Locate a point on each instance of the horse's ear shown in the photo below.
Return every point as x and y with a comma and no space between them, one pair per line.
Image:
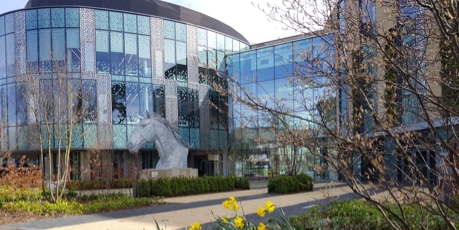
148,114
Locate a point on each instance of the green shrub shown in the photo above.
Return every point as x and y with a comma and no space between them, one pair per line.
180,186
290,184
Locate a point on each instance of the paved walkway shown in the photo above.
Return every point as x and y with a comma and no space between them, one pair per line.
180,212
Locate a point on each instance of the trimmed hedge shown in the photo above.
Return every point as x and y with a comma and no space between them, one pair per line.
290,184
180,186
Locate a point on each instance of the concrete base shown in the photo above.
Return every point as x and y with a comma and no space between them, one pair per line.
156,173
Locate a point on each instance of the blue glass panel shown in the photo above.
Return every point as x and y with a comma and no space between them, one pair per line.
248,67
45,49
2,25
72,17
117,53
185,134
101,19
57,17
10,56
73,50
102,52
265,64
22,137
58,40
77,137
223,139
2,57
144,56
202,37
90,136
169,29
194,138
131,58
44,18
130,23
9,23
116,21
13,142
119,136
214,139
211,39
180,32
143,25
31,19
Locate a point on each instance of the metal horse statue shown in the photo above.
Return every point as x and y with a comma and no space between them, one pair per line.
155,129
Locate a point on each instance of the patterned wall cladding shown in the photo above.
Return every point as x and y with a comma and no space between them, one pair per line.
22,138
185,134
192,54
119,136
194,138
77,137
90,135
157,46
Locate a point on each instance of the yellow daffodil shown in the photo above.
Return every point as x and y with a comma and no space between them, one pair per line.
261,211
261,226
231,204
196,226
269,206
238,222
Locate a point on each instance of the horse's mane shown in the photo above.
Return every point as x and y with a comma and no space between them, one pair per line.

◆ ◆ ◆

**EXERCISE:** Go over the data and return every line that includes the word "horse".

**RESPONSE TO THIS TASK:**
Locate a point on each instance of the horse's ear shown in the photo below.
Locate a point on each instance of the metal horse statue shown in the photo above.
Locate a point on each instance of the horse's mane shown in the photo above.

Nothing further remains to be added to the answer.